_Rows_:
* * * *

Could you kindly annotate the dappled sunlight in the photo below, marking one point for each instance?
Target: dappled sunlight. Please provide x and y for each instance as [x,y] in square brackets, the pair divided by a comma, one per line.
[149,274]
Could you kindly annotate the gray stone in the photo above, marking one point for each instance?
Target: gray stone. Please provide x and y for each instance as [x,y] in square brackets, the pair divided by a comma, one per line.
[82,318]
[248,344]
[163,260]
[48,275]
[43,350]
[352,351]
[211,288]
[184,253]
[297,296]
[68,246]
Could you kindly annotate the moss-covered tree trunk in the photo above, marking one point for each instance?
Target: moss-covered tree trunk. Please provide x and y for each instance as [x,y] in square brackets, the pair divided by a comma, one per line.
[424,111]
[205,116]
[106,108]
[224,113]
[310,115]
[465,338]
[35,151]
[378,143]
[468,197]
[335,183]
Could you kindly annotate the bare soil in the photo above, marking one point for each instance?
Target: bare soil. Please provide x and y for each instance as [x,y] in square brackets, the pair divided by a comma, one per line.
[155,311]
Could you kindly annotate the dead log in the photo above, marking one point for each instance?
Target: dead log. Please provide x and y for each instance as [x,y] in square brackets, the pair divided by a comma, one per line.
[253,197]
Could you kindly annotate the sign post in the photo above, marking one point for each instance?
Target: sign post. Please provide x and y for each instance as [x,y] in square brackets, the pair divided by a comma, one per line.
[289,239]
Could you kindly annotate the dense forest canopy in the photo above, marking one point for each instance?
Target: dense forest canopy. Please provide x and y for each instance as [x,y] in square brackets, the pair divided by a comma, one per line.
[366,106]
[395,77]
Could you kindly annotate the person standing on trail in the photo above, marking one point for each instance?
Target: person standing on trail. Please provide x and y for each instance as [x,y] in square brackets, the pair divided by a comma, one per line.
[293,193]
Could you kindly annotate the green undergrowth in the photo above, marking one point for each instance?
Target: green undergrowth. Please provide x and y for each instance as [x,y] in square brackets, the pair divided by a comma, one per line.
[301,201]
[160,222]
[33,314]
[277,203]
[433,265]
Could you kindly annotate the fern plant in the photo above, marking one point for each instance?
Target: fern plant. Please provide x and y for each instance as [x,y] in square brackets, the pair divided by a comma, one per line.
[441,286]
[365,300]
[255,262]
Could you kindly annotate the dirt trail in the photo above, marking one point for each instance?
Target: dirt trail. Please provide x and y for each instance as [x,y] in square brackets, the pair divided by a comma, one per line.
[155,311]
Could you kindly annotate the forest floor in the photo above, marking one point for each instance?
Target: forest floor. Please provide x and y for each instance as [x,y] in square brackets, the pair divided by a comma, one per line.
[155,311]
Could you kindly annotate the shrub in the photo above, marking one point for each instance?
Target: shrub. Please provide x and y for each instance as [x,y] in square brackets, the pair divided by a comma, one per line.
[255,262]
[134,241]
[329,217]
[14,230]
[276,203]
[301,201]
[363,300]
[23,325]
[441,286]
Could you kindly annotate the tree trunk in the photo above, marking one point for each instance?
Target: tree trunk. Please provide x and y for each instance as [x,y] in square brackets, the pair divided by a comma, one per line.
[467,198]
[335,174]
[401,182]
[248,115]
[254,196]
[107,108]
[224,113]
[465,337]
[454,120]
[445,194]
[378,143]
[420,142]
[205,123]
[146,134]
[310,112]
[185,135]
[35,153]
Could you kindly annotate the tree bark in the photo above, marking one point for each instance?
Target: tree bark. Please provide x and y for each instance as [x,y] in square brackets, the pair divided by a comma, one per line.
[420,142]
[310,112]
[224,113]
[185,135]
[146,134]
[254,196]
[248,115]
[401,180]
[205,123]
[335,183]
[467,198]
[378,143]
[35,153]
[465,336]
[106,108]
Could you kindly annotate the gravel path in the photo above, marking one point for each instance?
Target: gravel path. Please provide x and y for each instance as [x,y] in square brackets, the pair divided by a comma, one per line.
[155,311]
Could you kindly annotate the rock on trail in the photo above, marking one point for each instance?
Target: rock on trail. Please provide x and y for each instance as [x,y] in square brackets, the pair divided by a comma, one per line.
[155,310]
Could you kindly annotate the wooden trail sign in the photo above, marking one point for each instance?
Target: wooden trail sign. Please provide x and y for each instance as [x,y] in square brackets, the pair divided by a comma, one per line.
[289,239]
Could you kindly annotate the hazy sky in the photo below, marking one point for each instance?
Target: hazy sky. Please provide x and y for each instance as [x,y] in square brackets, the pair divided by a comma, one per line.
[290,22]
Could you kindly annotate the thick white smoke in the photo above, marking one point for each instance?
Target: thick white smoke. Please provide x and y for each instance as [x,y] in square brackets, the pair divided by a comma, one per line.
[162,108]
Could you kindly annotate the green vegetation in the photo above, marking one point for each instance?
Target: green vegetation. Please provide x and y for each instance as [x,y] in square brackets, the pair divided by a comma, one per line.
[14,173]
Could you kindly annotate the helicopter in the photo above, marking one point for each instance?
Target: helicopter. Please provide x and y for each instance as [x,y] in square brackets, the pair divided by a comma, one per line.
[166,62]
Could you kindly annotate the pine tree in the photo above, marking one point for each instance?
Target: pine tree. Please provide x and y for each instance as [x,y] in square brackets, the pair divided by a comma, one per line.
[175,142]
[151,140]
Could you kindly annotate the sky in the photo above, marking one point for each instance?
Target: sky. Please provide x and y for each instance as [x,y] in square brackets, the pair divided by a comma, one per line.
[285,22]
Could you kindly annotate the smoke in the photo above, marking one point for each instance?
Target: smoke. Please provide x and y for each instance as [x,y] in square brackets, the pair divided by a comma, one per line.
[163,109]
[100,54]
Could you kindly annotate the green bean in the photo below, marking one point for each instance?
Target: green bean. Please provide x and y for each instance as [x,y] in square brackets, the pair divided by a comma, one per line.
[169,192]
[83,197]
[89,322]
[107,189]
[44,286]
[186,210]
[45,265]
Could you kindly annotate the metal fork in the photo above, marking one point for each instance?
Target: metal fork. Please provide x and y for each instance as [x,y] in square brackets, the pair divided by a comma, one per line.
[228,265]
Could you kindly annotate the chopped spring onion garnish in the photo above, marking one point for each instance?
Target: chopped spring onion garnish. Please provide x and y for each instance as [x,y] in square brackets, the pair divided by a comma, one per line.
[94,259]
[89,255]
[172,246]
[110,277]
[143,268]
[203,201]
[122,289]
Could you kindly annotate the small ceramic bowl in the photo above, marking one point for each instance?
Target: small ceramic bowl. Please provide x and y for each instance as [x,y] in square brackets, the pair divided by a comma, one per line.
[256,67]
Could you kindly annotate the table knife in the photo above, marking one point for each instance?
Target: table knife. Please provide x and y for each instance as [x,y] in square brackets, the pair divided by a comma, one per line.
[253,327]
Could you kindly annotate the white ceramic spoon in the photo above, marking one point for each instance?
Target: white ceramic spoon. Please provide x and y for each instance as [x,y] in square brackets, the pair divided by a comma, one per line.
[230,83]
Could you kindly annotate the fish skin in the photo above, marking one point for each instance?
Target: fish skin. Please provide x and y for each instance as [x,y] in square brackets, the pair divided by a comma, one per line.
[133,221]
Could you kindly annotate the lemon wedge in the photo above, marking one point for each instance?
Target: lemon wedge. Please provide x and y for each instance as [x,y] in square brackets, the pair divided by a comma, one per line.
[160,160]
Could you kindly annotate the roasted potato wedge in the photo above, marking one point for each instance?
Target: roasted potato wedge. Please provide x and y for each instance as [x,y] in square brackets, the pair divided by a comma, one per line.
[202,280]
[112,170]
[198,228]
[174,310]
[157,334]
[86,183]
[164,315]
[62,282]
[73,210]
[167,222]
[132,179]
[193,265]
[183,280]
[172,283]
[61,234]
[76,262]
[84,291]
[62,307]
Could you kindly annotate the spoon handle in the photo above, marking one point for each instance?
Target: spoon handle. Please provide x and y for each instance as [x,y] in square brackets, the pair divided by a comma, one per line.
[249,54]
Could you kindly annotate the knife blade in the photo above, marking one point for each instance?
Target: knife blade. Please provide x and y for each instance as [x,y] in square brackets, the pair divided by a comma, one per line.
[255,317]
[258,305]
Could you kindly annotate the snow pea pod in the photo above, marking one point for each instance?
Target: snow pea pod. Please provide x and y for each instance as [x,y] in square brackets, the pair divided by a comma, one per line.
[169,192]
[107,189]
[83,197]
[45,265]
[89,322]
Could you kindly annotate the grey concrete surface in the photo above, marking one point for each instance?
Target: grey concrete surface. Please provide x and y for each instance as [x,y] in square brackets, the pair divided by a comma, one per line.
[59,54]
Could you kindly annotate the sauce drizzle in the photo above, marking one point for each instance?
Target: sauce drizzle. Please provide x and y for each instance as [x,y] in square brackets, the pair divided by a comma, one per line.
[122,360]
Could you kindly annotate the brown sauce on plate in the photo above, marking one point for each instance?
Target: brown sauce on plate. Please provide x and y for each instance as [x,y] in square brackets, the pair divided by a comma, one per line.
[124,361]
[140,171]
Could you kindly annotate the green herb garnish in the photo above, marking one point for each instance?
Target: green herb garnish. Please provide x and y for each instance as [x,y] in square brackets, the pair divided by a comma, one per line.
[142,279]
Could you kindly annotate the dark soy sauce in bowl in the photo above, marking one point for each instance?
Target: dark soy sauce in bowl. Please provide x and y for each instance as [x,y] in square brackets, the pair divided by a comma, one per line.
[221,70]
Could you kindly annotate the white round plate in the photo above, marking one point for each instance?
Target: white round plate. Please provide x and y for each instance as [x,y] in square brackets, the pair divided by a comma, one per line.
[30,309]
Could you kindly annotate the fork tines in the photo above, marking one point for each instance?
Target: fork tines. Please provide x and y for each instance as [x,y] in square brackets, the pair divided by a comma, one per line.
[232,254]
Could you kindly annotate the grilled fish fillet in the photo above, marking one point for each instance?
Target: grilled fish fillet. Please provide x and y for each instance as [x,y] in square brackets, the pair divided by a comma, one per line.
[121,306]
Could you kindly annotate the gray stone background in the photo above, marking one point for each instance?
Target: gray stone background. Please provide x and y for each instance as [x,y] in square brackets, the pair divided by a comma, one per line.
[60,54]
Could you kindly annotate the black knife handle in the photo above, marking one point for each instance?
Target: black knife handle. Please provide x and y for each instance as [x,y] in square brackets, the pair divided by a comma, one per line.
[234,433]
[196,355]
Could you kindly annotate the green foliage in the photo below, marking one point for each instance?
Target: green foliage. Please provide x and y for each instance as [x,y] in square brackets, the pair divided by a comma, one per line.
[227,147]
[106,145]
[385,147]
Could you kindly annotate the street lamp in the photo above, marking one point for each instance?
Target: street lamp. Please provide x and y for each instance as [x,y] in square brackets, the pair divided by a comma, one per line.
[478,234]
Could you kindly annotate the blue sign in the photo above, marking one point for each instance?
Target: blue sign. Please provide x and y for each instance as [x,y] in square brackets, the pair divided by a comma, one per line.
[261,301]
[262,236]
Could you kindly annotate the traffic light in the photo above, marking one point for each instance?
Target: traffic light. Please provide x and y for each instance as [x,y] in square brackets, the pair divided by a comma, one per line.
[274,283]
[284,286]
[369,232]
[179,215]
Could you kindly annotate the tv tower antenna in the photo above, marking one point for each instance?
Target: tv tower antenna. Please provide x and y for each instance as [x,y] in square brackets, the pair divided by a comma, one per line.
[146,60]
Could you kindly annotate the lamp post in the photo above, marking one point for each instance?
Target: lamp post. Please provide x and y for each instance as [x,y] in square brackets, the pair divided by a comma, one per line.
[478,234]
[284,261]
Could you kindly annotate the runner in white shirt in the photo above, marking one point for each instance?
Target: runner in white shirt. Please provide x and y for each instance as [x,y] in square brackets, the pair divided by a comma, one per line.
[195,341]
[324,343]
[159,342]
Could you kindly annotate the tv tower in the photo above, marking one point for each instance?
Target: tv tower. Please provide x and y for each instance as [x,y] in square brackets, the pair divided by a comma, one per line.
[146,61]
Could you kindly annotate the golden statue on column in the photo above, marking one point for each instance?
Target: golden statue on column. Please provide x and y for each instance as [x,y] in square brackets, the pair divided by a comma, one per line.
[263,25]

* * * *

_What is being asked_: Please reproduce the lines above, from the one containing "Could you kindly annotate the runner" through the end of the records, inclusive, substituting "radio tower" for "tv tower" and leaving everything else unchanged.

_Output for this exercise_:
Could you kindly annotate the runner in white shirt in the photo above, marking one point for each instance?
Target: runner in white shirt. Please provide x and y for each instance as [x,y] in square brackets, the pair divided by a comma, one per line.
[195,341]
[324,343]
[159,342]
Could you kindly annotate the radio tower in the photo above, marking one point for each instance?
Target: radio tower. Please provide x and y for each instance as [x,y] in square brackets, the pair divided by a comma, one per line.
[146,61]
Could you kindly annotate the golden statue on column in the photo above, marking one point for each instance?
Target: golden statue on column. Please provide x and y for each instance as [x,y] in square brackets, the pair divided by a comma, one per line.
[263,25]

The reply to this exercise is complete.